→ Problem statement:
Reproduce the following material exactly, including every line.

- - -

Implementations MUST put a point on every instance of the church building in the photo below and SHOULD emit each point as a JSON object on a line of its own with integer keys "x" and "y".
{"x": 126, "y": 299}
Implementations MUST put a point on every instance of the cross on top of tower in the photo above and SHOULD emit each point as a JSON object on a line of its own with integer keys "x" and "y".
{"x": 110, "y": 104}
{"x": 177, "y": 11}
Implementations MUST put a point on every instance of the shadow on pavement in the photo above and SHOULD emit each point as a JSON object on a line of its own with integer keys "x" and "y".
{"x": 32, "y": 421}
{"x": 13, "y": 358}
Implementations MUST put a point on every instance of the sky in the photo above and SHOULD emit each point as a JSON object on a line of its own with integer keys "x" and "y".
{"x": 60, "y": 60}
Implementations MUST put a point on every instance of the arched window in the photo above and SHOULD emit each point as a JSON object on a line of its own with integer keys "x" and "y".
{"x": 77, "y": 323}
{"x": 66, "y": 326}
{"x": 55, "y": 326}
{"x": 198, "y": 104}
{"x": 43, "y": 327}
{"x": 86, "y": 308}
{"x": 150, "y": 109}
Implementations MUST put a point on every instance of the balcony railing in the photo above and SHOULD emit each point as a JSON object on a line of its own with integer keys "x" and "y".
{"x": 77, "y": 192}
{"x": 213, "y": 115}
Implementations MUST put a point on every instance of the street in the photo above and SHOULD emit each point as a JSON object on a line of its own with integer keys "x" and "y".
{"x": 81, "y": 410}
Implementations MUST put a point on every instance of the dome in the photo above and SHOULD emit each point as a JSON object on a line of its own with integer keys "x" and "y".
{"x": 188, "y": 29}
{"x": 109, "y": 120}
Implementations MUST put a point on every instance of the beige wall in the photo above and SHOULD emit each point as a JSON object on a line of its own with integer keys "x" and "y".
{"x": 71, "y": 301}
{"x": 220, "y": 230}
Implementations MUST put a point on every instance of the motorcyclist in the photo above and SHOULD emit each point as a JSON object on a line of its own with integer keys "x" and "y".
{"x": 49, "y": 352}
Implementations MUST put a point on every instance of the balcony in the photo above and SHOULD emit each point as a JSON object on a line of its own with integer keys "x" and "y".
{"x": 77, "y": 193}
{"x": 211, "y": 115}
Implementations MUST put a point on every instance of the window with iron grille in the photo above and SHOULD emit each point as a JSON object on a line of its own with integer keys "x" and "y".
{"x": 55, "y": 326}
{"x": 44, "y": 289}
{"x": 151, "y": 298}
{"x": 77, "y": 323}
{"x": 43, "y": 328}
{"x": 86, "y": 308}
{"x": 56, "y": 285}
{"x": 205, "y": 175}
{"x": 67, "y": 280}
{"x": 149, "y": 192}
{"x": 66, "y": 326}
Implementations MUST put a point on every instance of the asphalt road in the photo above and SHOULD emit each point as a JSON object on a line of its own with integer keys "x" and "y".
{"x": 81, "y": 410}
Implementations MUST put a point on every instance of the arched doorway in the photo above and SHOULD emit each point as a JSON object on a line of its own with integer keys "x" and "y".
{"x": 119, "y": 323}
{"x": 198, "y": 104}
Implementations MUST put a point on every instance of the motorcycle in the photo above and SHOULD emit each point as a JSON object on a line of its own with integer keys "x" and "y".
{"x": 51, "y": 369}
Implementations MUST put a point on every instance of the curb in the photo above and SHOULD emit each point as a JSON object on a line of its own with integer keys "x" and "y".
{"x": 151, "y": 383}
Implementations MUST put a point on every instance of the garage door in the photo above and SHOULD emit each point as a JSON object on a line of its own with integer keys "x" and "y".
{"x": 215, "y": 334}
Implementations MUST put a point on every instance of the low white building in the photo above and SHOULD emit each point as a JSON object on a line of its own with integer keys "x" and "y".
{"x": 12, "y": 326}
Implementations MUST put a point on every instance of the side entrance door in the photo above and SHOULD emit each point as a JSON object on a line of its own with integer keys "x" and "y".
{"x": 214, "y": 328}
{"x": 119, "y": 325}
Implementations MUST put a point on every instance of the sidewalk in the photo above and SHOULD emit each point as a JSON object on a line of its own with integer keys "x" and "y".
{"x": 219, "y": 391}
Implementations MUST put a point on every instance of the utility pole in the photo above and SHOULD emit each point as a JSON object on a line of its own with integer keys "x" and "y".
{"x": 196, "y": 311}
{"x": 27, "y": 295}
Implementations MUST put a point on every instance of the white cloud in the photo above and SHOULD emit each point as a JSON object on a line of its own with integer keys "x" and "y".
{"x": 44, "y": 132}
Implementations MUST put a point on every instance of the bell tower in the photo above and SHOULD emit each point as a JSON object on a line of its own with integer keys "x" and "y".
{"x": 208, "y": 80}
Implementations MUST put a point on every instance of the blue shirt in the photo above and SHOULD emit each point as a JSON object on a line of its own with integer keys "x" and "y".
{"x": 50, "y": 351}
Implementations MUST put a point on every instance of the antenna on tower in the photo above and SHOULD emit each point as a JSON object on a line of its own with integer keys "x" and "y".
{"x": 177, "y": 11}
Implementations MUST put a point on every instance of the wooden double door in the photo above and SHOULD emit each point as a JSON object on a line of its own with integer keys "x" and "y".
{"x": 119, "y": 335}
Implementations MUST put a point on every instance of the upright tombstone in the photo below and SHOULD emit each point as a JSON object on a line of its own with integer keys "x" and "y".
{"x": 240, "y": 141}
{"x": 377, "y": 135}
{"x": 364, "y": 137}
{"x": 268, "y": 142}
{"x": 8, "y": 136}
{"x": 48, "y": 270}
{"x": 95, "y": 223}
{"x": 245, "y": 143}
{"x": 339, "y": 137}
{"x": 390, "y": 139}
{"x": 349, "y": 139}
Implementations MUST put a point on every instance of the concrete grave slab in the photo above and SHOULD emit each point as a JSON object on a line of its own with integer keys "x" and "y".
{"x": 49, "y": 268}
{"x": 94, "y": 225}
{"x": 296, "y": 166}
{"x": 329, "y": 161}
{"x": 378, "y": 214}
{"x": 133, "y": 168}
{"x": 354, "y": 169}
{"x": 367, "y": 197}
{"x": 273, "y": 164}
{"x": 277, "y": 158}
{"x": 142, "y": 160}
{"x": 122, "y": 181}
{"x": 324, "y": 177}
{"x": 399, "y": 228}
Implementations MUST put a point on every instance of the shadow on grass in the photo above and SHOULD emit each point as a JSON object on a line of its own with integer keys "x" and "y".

- - -

→ Written response:
Implementations MUST put a point on every instance of the church building in the photo below and SHOULD emit each point as a JSON object on a line of its own with integer keys "x" and "y".
{"x": 126, "y": 299}
Implementations MUST put a point on every instance of the cross on top of tower in the photo above and SHOULD emit each point as a JSON object on a line of its own with integer keys "x" and "y".
{"x": 110, "y": 104}
{"x": 177, "y": 11}
Implementations MUST put a point on every instance of the shadow on pavement in the photo above and SHOULD emit each point as a JSON object on a line of its own with integer keys "x" and "y".
{"x": 32, "y": 421}
{"x": 13, "y": 358}
Implementations MUST put a point on every instance of the sky in the photo above and SHOULD emit each point as a JSON object on a line of its own with integer keys "x" and "y".
{"x": 60, "y": 60}
Implementations MUST put a point on every instance of the arched window in the photo above and SHOULD emit each point as a JSON object on a line of its own with integer keys "x" and "y".
{"x": 77, "y": 323}
{"x": 66, "y": 326}
{"x": 55, "y": 326}
{"x": 198, "y": 104}
{"x": 43, "y": 327}
{"x": 86, "y": 308}
{"x": 150, "y": 109}
Implementations MUST put a point on every instance of the balcony railing in the photo above and SHOULD emit each point as a JSON object on a line of its own with integer keys "x" and "y".
{"x": 77, "y": 192}
{"x": 213, "y": 115}
Implementations MUST put a point on every instance of the street in the photo above and SHOULD emit each point as a JSON object on a line of its own with integer keys "x" and "y".
{"x": 81, "y": 410}
Implementations MUST put a point on every instance of the dome in the photo above and SHOULD emit each point as a JSON object on a line of its own with integer keys "x" and "y".
{"x": 188, "y": 29}
{"x": 109, "y": 120}
Implementations MUST put a point on every instance of the beige wall in the photo above and SHOULD emit each point as a JSON object on a line of its own with integer keys "x" and "y".
{"x": 71, "y": 301}
{"x": 220, "y": 230}
Implementations MUST put a point on every instance of the motorcyclist in the photo above and SHOULD emit each point as a JSON object on a line of its own with integer keys "x" and "y".
{"x": 49, "y": 352}
Implementations MUST put a point on every instance of the balcony in the photo above and SHOULD emit each point as a JSON object on a line of its own with integer keys "x" and "y".
{"x": 77, "y": 193}
{"x": 211, "y": 115}
Implementations MUST put a point on every instance of the window with iron grille in the photo above and SHOULD emit each point as a JSON object on a line of its own with integer keys "x" and "y".
{"x": 55, "y": 326}
{"x": 44, "y": 289}
{"x": 151, "y": 298}
{"x": 77, "y": 323}
{"x": 43, "y": 328}
{"x": 86, "y": 308}
{"x": 56, "y": 285}
{"x": 205, "y": 175}
{"x": 67, "y": 280}
{"x": 149, "y": 192}
{"x": 66, "y": 326}
Implementations MUST put a point on every instance of the asphalt road in the photo above and SHOULD emit each point as a JSON object on a line of its own with integer keys "x" and "y".
{"x": 81, "y": 410}
Implementations MUST put a point on every instance of the arched doorway in the photo above and SHOULD emit each point as a JSON object on a line of its own with integer keys "x" and "y".
{"x": 119, "y": 323}
{"x": 198, "y": 104}
Implementations MUST put a point on every instance of the motorcycle in the photo above and SHOULD emit each point as a JSON object on a line of its own with integer keys "x" and "y".
{"x": 51, "y": 369}
Implementations MUST put a point on every instance of the curb in the photo above and SHOULD emit each point as a JSON object on a line of its own with integer keys "x" and "y".
{"x": 151, "y": 383}
Implementations MUST put a point on every instance of the garage door in the photo above and SHOULD emit each point as a JSON object on a line of its own with integer keys "x" and "y".
{"x": 215, "y": 334}
Implementations MUST put a point on every instance of the low white building in the photo above and SHOULD emit each point as a JSON object on a line of its own with integer keys "x" and "y".
{"x": 12, "y": 326}
Implementations MUST put a point on every instance of the side entrance door in the photo above and SHOULD emit each point as a JSON object on a line of its own with integer keys "x" and "y".
{"x": 214, "y": 328}
{"x": 119, "y": 325}
Implementations MUST put a point on every instance of the sidewalk in the photo above and SHOULD emit each point as a JSON object on a line of its own with integer keys "x" and "y".
{"x": 219, "y": 391}
Implementations MUST put a point on every instance of the utility pole in the photo above and SHOULD emit each point as a JSON object on a line of its own with integer keys "x" and "y".
{"x": 196, "y": 311}
{"x": 27, "y": 295}
Implementations MUST put a point on every instance of the white cloud in the photo above and SHOULD emit each point as a JSON object on a line of its own with integer keys "x" and "y".
{"x": 44, "y": 132}
Implementations MUST put a point on every instance of the bell tower in the photo above and SHOULD emit each point as a JSON object on a line of its own with integer keys "x" and "y".
{"x": 208, "y": 80}
Implementations MUST put a point on every instance of the blue shirt in the photo above and SHOULD emit each point as a JSON object on a line of its own with integer keys "x" and "y".
{"x": 50, "y": 351}
Implementations MUST put a point on every instance of the antenna on tower in the photo above and SHOULD emit each point as a JSON object on a line of its own with integer keys "x" and "y".
{"x": 177, "y": 11}
Implementations MUST put a point on every instance of the wooden double door in the photo above and SHOULD emit each point as a JSON object on a line of its own with integer keys "x" and "y".
{"x": 119, "y": 335}
Implementations MUST put a point on every instance of the upright tombstone in the photo below and SHOULD emit each point as a JSON object on a line of its own with integer keys "x" and "y".
{"x": 240, "y": 141}
{"x": 377, "y": 135}
{"x": 364, "y": 137}
{"x": 268, "y": 142}
{"x": 8, "y": 136}
{"x": 48, "y": 270}
{"x": 95, "y": 223}
{"x": 245, "y": 143}
{"x": 339, "y": 137}
{"x": 390, "y": 139}
{"x": 349, "y": 139}
Implementations MUST put a point on every instance of the concrete grave slab in the photo above and SHOULD emit each point as a JSON object on a line of its own with integer keys "x" and "y".
{"x": 49, "y": 268}
{"x": 94, "y": 225}
{"x": 296, "y": 166}
{"x": 329, "y": 161}
{"x": 378, "y": 214}
{"x": 133, "y": 168}
{"x": 354, "y": 169}
{"x": 367, "y": 197}
{"x": 273, "y": 164}
{"x": 277, "y": 158}
{"x": 142, "y": 160}
{"x": 122, "y": 181}
{"x": 324, "y": 177}
{"x": 399, "y": 228}
Implementations MUST put a point on every instance of the shadow on grass in the photo above and SHOULD emit each point as a JSON object on a line of its own with integer keys "x" and "y".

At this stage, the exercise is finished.